== Task material ==

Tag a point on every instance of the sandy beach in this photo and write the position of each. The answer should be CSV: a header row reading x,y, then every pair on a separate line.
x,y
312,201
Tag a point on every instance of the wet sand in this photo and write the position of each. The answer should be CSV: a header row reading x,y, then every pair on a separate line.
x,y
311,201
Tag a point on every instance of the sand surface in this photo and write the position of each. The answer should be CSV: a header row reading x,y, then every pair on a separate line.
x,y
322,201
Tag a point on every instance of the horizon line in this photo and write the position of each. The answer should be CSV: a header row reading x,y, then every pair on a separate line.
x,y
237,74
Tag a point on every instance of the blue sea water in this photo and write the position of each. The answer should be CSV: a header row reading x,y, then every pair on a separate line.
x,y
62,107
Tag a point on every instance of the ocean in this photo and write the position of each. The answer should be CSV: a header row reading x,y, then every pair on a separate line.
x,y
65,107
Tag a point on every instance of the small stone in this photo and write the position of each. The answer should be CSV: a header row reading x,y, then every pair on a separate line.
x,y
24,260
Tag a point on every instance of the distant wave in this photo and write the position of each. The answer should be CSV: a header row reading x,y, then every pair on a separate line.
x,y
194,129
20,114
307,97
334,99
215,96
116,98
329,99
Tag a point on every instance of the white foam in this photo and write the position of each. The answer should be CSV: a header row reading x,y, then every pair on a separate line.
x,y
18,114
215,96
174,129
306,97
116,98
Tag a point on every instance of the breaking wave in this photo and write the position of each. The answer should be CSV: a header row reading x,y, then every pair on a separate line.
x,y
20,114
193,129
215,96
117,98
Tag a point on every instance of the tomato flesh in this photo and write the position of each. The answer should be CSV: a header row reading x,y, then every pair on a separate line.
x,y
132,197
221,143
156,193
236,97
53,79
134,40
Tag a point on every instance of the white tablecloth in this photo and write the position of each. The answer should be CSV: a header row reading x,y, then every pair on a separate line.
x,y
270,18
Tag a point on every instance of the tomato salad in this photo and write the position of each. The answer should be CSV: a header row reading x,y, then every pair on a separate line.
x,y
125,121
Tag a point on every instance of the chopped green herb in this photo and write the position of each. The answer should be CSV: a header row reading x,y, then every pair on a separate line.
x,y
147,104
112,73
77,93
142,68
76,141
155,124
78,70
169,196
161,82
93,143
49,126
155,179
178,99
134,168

== Assignment ==
Could you set down each entry above word for word?

== Response below ==
Tag a point on every instance of the sandy beach in this photo and write the position of each. The answer should be CSV: a header row reading x,y, then every pair on a separate line.
x,y
312,201
Tag a point on every instance of the wet sand in this photo and write the position of each. The answer should be CSV: a header row reading x,y, then every pair on a separate line.
x,y
311,201
Tag a point on every instance of the sand surface in this photo and write the position of each. The answer should be CSV: a header row reading x,y, then every pair on a separate line.
x,y
322,201
Tag a point on every instance of the horizon line in this photo and write the position of each. The answer should be CSV: a header row reading x,y, then every pair on a separate line.
x,y
237,74
Tag a point on every instance of the blue sea water in this photo and write the position of each. The answer should be CSV: a header row reading x,y, then every pair on a separate line.
x,y
62,107
Tag a point on every instance of the ocean in this photo and write the position of each. The answer should be CSV: a header row reading x,y, then every pair on a separate line.
x,y
65,107
Tag a point on every instance of the small stone in this photo and write the position of each. The answer should be CSV: a header row reading x,y, then every pair on a separate line.
x,y
24,260
Tag a point on every instance of the distant wave in this photo and write the position of each. The answer should be CSV: a header row reading x,y, then every pair on a separate line.
x,y
194,129
20,114
307,97
334,99
215,96
116,98
329,99
Tag a point on every instance of the white foam in this photo and write the position of each. The answer should be CSV: a header row reading x,y, then every pair on a separate line.
x,y
18,114
215,96
174,129
306,97
116,98
Tag a point on every instance of the breaking wave in this photo and write the position of each. The answer should be CSV: a header row reading x,y, then every pair on a separate line.
x,y
20,114
193,129
215,96
117,98
Tag a point on every instance of the tomato flesh in this photo and write the position of each. The answer should be CSV: a header row reading x,y, then every pair on a separate line.
x,y
132,197
221,143
156,193
236,97
53,79
134,40
Tag a point on every instance of the white tablecloth in this photo and write the position of each. The answer should be CSV: a header row reading x,y, then every pair on a separate line.
x,y
270,18
Tag a point on every instance of the tomato salad in this photo and write the position of each. The answer should be CSV: a header row reading x,y, then every pair on a separate line.
x,y
125,121
Tag a point on every instance of the chopped green herb in this photo and write the position of each. The answer should be CSV: a header row reading x,y, then every pair on a separate line.
x,y
147,104
112,73
77,93
142,68
76,141
155,124
78,70
169,196
161,82
93,143
49,126
155,179
178,99
134,168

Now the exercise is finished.